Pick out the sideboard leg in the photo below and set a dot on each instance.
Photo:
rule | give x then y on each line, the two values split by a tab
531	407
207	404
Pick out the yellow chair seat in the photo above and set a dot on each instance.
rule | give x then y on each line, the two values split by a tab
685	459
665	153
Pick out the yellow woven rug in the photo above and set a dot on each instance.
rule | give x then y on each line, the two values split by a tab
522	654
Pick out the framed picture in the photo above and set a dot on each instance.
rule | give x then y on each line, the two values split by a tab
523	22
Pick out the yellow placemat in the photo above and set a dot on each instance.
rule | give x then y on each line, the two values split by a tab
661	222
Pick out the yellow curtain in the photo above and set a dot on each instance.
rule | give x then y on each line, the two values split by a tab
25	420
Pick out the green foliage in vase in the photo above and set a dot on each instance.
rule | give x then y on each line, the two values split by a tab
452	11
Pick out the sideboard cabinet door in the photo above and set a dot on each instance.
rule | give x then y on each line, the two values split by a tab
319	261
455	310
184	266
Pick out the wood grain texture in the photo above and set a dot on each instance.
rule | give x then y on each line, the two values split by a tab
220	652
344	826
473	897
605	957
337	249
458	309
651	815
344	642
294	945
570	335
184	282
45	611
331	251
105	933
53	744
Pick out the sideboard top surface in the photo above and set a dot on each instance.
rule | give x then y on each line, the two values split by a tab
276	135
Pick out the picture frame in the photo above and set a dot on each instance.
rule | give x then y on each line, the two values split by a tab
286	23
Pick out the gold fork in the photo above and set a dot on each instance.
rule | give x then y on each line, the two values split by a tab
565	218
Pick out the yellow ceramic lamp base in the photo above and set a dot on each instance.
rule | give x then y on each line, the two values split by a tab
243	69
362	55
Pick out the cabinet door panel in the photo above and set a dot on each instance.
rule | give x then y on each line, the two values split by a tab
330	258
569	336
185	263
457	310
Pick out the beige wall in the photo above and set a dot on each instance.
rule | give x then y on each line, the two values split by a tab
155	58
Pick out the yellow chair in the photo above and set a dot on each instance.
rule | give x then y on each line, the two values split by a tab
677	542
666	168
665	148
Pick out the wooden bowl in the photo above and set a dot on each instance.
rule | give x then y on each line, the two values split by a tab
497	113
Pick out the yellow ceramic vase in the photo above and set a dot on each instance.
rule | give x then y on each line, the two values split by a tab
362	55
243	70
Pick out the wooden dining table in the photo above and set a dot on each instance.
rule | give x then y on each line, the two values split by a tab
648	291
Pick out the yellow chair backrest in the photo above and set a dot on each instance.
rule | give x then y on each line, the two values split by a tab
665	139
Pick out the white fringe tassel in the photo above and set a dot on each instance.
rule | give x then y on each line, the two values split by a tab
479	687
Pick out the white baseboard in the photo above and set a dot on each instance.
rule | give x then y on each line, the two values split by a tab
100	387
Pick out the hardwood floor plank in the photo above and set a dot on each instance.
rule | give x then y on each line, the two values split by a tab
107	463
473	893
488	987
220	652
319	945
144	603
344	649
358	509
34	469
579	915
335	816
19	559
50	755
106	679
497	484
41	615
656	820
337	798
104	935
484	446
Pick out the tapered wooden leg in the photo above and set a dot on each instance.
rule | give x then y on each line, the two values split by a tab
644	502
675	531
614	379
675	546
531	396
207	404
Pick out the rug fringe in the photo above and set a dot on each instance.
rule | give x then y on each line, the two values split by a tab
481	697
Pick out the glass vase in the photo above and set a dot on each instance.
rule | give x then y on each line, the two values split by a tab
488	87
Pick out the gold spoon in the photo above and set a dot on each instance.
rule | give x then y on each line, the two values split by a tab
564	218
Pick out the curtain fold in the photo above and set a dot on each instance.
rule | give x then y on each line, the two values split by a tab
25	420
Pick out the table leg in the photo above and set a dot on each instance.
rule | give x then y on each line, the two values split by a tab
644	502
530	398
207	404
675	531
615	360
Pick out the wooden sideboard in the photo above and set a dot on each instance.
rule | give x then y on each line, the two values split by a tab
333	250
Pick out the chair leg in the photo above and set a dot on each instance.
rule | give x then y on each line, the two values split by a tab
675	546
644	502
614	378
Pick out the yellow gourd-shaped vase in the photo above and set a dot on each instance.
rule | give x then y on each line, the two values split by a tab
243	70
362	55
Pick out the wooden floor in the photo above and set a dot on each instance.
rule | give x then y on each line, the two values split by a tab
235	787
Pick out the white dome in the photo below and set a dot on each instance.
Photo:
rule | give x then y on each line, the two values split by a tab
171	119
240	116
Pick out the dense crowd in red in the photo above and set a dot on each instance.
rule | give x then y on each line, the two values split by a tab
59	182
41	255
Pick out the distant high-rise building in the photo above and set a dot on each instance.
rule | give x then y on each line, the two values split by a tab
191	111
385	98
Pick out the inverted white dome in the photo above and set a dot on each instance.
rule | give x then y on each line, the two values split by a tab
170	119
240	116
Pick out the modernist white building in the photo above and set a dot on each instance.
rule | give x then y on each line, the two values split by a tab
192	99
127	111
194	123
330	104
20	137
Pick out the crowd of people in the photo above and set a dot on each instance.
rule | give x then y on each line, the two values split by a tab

• **Task description**
Nothing should be changed: write out all of the data as is.

• **Response**
Pick out the sideboard leg in the photo below and set a dot on each instance.
Photo:
rule | give x then y on each line, the two values split by a tab
531	407
207	404
Pick out the yellow chair seat in the photo above and set a dot on each instance.
rule | give x then y on each line, the two values split by a tab
685	459
665	153
Pick out the yellow woven rug in the photo above and set a dot on each instance.
rule | give x then y on each line, the two values split by a tab
522	654
Pick out the framed picture in the photo above and set a dot on each instance.
rule | give x then y on each line, the two values split by a tab
523	22
Pick out the yellow placemat in the photo above and set a dot on each instance.
rule | give x then y on each line, the two values split by a tab
661	222
Pick out the yellow curtain in the photo above and set a dot on each instance.
rule | give x then y on each line, the two values split by a tab
25	420
Pick out the green foliage in vase in the photo above and set a dot on each instance.
rule | give x then y on each line, the two values split by a tab
452	11
Pick out the sideboard cabinet door in the photo above and set a dot on each instance.
rule | give x then y on each line, the two values split by a tab
319	261
455	310
184	266
Pick out the wood grain texture in the photo above and set a dot on each instance.
rule | give x then y on each line, the two values split by a tab
220	652
344	826
473	897
605	957
337	249
458	309
651	815
344	642
294	945
570	335
184	282
45	611
331	251
105	933
53	744
Pick out the sideboard top surface in the photo above and set a dot on each instance.
rule | give x then y on each line, the two values split by a tab
276	135
Pick out the picture frame in the photo above and set a dot on each instance.
rule | give x then y on each line, the two values split by a tab
286	23
Pick out the gold fork in the photo above and set a dot on each instance.
rule | give x then y on each line, the two values split by a tab
565	218
Pick out the yellow ceramic lamp base in the photo above and set a dot on each instance.
rule | give x then y on each line, the two values split by a tab
243	69
362	55
Pick out the cabinet door panel in the photo above and set a dot on each instance.
rule | give x then y on each line, the two values split by a tab
330	258
569	336
185	263
457	310
Pick out the beige wall in the photo above and set a dot on each instance.
rule | give x then y on each line, the two values split by a tab
155	58
Pick out the yellow chair in the photo above and set a dot on each instance.
rule | give x then y on each line, the two values split by a tab
677	542
666	168
665	148
Pick out the wooden bowl in the photo above and set a dot on each instance.
rule | give x then y on each line, the two values split by a tab
497	113
Pick out the yellow ceramic vase in the photo above and set a dot on each instance.
rule | give x then y on each line, the two values split by a tab
362	55
243	70
Pick out the wooden dining table in the photo above and set a dot on each instance.
rule | give x then y on each line, the two values split by a tab
648	291
Pick out the yellow chair backrest in the photo above and set a dot on each instance.
rule | give x then y on each line, the two values split by a tab
665	139
Pick out the white fringe tassel in the photo above and set a dot on each instance.
rule | give x then y on each line, the two values split by a tab
479	687
Pick out the white baseboard in the photo above and set a dot on each instance.
rule | give x then y on each line, the two values split by a tab
100	387
Pick out the hardwood floor plank in the photo above and set a dot on each instance.
rule | give x then y on each line, the two values split by a tab
107	463
473	893
488	987
220	652
319	945
144	603
344	649
358	509
34	469
579	915
335	816
19	559
50	755
106	679
497	484
41	615
656	820
337	798
104	935
484	446
Pick out the tapered wooden leg in the photo above and set a dot on each instance.
rule | give x then y on each line, the two values split by a tab
644	502
675	531
614	379
675	546
531	396
207	404
Pick out the rug fringe in the photo above and set a dot on each instance.
rule | give x then y on each line, the two values split by a tab
481	697
Pick out the glass vase in the photo above and set a dot on each instance.
rule | give x then y on each line, the two values split by a tab
488	87
Pick out the gold spoon in the photo above and set a dot on each instance.
rule | give x then y on each line, the two values split by a tab
564	218
Pick out the curtain fold in the photo above and set a dot on each instance.
rule | give x then y on each line, the two values split by a tab
25	420
Pick out the table leg in the photo above and set a dot on each instance.
rule | give x then y on each line, the two values split by a tab
644	502
530	398
207	404
675	531
615	360
Pick out the wooden sideboard in the photo above and set a dot on each instance.
rule | give x then y on each line, the two values split by a tab
333	250
Pick out the chair leg in the photo above and set a dot on each instance.
rule | give x then y on each line, the two values split by a tab
675	546
644	502
614	378
Pick out the yellow gourd-shaped vase in the photo above and set a dot on each instance.
rule | give x then y on each line, the two values split by a tab
243	70
362	55
Pick out the wooden floor in the photo above and set a dot on each instance.
rule | give x then y on each line, the two values split by a tab
235	787
Pick out the white dome in the photo below and set a dot on each instance.
Photo:
rule | give x then y on each line, the two values split by a tab
171	119
240	116
Pick out the dense crowd in red in the photo above and set a dot on each instance.
rule | give x then y on each line, the two values split by a tab
59	182
41	255
Pick out the distant high-rise building in the photo above and set a dot on each instance.
rule | give x then y on each line, the two values split by a tab
191	111
385	98
Pick out the inverted white dome in the photo above and set a dot on each instance.
rule | give x then y on each line, the two values split by a tab
170	119
240	116
Pick out the modernist white building in the photo above and set a dot on each instance.
rule | give x then y on each line, the two values split by a tab
192	99
127	111
194	123
330	104
20	137
Pick out the crowd of people in the photo above and set a dot on each instance.
rule | give x then y on each line, the two values split by a tab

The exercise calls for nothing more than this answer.